Problem details: Count the rows below that contain the word "shirt" and give only the number.

── Dataset entries

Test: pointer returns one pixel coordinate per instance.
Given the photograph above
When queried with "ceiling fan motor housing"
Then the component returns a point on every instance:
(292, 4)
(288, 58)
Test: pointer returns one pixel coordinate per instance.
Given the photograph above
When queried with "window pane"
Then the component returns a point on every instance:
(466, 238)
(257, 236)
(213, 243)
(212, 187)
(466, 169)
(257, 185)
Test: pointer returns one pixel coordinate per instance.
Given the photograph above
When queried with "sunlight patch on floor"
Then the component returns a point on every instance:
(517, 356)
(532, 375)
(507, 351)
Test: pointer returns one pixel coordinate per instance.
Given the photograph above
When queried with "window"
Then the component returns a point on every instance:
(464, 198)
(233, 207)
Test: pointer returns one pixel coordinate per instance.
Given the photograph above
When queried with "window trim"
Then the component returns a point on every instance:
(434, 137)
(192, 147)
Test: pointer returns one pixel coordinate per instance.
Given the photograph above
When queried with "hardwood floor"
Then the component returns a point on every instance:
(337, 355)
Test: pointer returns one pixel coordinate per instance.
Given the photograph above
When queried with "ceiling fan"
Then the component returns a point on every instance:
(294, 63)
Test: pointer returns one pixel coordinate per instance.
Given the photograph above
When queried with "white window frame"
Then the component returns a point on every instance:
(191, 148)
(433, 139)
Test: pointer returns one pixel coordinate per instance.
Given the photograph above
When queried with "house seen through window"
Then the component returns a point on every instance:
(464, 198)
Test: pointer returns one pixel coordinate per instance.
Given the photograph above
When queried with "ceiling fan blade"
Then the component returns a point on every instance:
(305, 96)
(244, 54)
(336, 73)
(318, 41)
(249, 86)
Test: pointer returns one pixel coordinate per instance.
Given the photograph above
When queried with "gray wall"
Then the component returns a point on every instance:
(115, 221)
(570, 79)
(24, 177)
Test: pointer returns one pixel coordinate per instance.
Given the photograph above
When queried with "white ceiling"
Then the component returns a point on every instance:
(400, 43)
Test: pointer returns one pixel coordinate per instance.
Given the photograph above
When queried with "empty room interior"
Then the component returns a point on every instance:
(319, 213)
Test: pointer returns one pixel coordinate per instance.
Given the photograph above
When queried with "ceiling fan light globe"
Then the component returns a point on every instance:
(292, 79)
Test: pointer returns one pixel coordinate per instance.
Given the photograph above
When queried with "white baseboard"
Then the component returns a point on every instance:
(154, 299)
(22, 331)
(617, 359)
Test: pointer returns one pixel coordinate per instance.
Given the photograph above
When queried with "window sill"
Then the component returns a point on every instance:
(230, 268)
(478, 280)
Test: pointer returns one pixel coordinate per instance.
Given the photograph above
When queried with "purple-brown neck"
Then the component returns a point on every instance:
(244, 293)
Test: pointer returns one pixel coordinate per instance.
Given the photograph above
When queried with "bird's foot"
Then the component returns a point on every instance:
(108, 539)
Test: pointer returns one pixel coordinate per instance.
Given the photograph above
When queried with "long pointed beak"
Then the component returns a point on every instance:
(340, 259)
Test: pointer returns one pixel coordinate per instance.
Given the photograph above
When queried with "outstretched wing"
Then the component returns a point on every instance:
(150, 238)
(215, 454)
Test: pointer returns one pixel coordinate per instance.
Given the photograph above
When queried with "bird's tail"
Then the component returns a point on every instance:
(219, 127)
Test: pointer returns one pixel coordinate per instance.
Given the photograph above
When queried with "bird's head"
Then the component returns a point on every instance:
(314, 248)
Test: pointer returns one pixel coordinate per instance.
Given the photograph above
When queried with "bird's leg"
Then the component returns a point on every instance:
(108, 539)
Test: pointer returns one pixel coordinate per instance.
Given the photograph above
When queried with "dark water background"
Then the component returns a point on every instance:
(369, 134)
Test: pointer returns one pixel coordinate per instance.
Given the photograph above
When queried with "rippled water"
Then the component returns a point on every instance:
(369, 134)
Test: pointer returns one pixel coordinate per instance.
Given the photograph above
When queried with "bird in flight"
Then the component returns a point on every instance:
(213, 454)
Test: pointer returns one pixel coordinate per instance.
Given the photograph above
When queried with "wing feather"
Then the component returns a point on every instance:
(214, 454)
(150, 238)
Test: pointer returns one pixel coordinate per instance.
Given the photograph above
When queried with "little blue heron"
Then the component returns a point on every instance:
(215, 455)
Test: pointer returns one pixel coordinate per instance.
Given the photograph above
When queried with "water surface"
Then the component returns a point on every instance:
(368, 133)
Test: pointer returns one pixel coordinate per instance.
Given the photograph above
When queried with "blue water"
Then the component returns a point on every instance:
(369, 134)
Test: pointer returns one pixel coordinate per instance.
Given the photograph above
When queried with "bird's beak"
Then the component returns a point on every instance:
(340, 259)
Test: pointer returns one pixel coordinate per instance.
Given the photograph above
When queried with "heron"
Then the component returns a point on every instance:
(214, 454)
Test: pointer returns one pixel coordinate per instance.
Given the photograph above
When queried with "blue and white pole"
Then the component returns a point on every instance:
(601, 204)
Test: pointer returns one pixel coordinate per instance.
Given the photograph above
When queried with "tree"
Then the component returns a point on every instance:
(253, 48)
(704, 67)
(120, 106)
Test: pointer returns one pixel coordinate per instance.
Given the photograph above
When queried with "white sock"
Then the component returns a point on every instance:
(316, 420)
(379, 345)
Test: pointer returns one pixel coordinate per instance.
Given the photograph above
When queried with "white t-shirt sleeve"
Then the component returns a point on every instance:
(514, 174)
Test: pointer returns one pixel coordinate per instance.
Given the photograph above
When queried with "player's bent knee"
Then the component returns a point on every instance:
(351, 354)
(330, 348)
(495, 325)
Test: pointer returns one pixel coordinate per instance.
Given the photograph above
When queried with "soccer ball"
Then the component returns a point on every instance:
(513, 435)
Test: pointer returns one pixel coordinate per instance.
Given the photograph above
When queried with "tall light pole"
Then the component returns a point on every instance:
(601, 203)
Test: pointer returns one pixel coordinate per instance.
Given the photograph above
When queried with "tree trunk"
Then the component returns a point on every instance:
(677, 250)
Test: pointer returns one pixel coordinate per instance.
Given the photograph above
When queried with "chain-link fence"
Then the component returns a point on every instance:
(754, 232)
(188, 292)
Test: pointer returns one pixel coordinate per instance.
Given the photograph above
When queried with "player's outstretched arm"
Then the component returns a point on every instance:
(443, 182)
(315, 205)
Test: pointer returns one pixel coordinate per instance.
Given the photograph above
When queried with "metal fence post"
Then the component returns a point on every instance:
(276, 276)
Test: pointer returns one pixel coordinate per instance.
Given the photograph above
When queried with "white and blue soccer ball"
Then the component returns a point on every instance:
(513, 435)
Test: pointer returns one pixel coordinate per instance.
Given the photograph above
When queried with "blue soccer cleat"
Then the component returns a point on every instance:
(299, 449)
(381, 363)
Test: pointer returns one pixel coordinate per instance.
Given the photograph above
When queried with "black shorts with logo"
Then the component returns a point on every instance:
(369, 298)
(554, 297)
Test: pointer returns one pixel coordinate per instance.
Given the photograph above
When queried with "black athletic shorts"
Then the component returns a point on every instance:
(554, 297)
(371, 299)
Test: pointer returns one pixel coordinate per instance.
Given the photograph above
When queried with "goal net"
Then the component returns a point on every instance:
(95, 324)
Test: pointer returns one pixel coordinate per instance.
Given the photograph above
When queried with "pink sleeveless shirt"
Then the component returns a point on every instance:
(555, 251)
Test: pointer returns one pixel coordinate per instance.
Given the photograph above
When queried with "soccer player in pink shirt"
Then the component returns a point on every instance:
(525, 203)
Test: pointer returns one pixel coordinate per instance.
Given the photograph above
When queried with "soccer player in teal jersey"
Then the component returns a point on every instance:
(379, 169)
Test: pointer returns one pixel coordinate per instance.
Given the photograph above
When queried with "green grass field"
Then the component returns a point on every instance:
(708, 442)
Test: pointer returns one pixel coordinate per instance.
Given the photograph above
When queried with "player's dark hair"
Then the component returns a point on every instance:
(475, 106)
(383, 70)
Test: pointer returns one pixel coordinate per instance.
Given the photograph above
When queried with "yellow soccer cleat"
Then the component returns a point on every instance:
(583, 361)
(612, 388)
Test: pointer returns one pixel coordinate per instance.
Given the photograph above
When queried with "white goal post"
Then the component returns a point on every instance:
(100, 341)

────
── Dataset entries

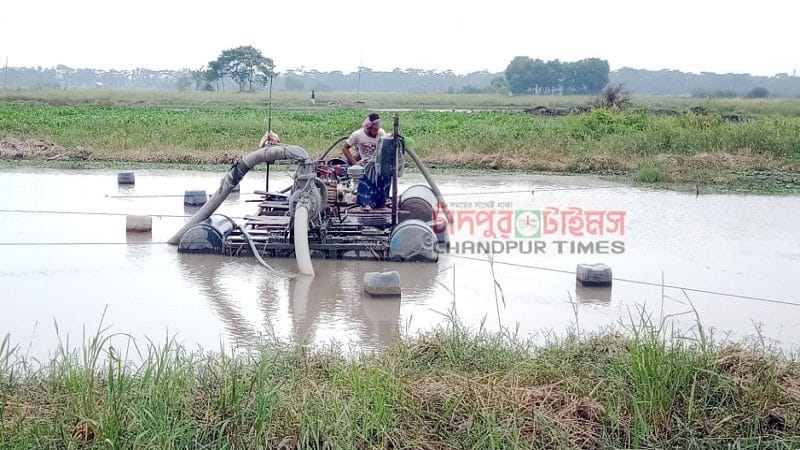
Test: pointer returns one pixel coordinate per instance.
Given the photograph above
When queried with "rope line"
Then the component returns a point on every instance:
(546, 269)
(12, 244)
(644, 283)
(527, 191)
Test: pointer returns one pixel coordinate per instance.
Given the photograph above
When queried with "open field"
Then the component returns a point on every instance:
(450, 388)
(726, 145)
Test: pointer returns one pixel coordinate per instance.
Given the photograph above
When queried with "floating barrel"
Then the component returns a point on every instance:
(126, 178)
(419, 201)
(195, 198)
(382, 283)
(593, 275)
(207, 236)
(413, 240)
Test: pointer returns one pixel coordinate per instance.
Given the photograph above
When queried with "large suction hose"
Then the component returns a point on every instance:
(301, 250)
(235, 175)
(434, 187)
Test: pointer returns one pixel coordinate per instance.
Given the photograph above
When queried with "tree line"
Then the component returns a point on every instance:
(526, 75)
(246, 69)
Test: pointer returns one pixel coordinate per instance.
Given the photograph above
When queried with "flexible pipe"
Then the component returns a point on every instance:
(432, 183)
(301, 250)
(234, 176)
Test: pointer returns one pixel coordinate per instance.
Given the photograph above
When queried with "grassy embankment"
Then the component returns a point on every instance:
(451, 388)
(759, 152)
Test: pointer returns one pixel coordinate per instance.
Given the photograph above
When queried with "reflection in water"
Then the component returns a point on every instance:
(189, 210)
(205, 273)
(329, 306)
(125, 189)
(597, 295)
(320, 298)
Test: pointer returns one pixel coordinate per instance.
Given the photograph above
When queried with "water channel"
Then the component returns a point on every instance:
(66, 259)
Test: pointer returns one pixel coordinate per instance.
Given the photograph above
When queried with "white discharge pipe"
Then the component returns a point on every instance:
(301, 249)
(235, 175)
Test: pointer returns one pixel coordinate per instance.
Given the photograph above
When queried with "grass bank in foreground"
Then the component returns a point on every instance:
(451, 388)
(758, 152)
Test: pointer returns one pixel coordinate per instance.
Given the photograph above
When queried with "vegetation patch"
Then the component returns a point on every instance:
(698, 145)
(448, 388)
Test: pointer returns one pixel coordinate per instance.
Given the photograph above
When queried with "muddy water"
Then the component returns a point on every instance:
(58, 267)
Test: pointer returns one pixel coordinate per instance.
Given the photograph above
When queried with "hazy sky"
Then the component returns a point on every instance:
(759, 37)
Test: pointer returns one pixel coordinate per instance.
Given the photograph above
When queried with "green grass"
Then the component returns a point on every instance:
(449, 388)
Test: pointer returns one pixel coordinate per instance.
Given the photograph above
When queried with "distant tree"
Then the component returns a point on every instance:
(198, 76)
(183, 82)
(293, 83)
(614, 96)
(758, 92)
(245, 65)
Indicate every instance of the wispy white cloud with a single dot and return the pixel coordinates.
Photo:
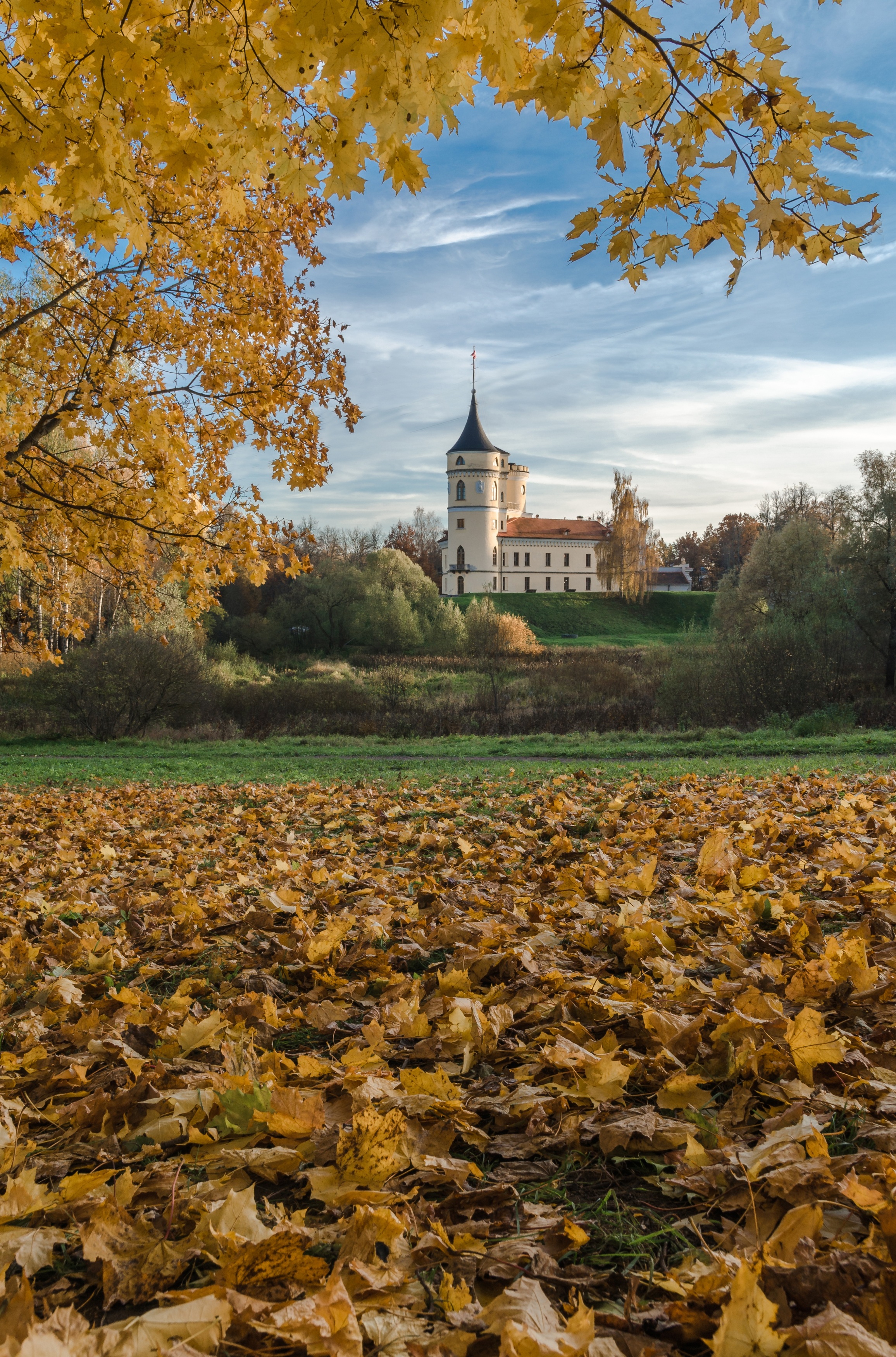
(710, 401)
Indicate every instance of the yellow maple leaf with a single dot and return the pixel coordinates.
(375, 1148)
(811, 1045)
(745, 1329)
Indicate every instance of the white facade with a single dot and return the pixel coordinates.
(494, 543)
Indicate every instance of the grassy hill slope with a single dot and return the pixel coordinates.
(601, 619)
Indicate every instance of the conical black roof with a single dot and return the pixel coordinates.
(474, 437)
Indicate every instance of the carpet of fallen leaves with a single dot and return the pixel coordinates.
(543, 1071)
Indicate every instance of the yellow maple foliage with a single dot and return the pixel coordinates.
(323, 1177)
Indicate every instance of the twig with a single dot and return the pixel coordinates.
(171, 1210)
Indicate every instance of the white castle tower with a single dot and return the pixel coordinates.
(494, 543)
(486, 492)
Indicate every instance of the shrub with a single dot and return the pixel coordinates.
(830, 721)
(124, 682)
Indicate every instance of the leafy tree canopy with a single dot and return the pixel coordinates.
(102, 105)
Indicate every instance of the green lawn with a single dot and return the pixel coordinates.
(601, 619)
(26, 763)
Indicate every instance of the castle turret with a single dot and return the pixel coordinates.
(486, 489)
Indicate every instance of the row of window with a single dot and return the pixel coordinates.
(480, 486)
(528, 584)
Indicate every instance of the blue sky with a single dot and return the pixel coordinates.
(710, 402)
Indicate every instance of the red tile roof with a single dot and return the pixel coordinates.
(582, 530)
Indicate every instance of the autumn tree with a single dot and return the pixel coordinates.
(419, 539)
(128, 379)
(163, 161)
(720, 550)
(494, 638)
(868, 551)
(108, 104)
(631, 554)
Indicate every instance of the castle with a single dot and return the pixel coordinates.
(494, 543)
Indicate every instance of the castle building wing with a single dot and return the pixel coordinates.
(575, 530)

────
── Dataset entries

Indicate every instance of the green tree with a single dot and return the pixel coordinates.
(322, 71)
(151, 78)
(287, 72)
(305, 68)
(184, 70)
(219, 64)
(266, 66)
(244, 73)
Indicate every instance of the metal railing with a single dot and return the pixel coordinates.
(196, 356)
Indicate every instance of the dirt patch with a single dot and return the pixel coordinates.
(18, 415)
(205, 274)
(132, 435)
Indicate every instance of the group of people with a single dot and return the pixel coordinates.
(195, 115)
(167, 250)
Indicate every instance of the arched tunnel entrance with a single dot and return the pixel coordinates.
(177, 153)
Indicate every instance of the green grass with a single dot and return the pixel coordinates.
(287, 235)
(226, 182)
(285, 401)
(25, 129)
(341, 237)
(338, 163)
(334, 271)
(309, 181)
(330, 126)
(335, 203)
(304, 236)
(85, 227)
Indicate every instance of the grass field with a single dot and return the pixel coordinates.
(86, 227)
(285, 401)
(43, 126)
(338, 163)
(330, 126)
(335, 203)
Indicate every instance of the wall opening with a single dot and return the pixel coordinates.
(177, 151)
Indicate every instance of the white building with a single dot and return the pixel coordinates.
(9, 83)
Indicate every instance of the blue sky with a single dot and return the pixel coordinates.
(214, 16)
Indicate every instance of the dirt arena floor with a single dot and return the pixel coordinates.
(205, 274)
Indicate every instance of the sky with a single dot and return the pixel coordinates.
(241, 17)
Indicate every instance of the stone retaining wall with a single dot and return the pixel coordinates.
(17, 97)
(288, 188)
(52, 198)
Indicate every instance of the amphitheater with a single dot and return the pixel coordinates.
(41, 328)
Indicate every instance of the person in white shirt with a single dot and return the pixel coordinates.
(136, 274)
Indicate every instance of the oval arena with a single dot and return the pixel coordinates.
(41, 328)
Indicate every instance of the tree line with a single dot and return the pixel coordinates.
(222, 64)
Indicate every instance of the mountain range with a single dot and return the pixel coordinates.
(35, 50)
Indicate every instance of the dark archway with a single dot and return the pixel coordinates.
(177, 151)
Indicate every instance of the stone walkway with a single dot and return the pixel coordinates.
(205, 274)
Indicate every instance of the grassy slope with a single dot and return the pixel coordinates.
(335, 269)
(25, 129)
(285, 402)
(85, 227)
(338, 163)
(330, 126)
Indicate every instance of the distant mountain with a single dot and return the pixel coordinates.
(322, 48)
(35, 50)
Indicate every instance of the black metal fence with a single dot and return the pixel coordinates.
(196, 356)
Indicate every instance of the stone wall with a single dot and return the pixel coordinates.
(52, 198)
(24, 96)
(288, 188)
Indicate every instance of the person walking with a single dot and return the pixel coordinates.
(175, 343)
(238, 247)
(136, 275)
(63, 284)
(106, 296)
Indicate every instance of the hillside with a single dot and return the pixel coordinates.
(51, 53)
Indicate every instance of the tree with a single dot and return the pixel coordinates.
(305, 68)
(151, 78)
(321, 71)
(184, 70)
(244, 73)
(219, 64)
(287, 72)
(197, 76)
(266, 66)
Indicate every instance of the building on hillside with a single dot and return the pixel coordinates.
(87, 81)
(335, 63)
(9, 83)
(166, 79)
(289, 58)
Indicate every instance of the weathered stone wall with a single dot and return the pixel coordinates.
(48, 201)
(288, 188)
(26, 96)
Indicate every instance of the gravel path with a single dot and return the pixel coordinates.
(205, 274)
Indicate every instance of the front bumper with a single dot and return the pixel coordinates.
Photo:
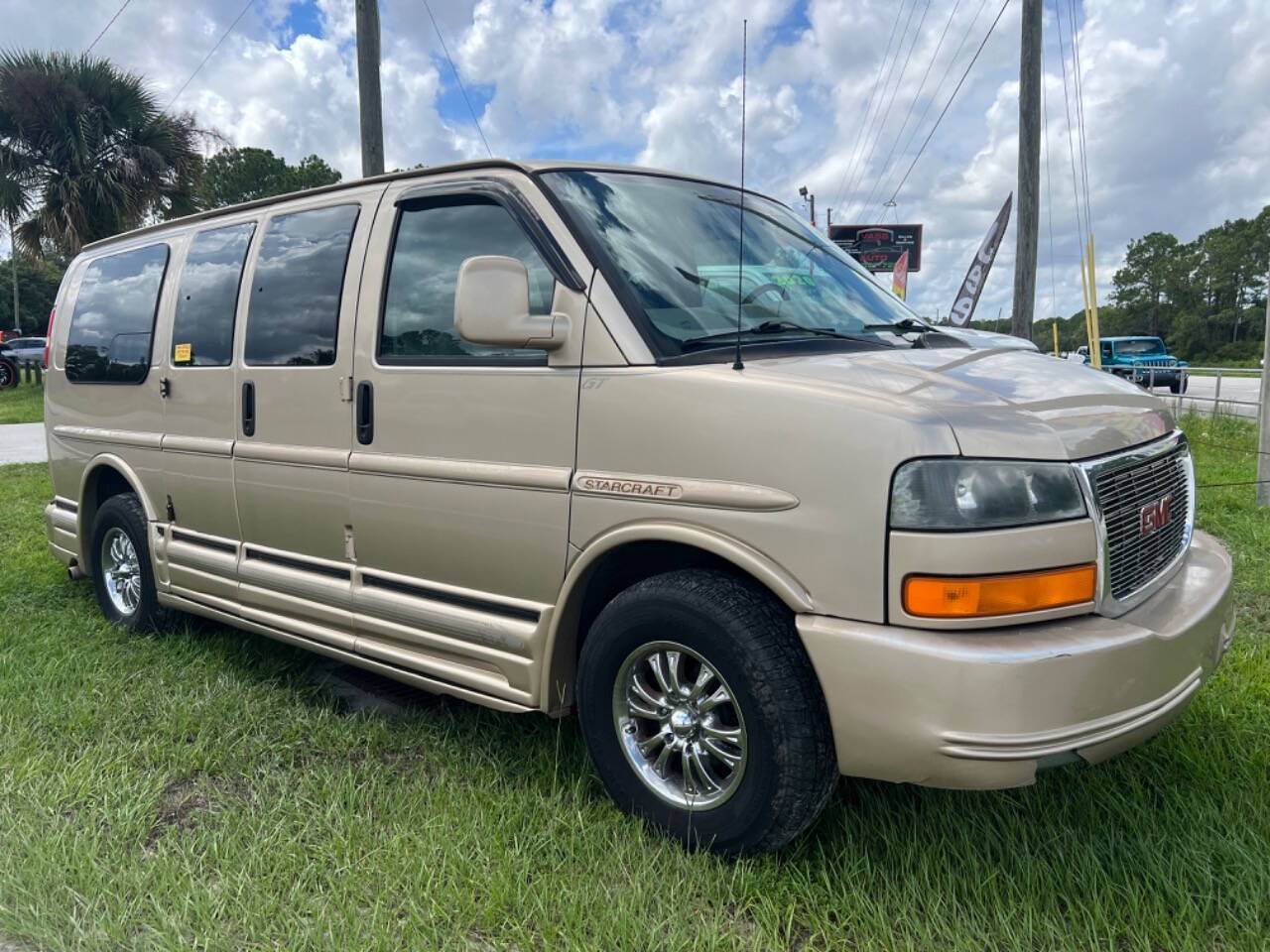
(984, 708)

────

Response below: 4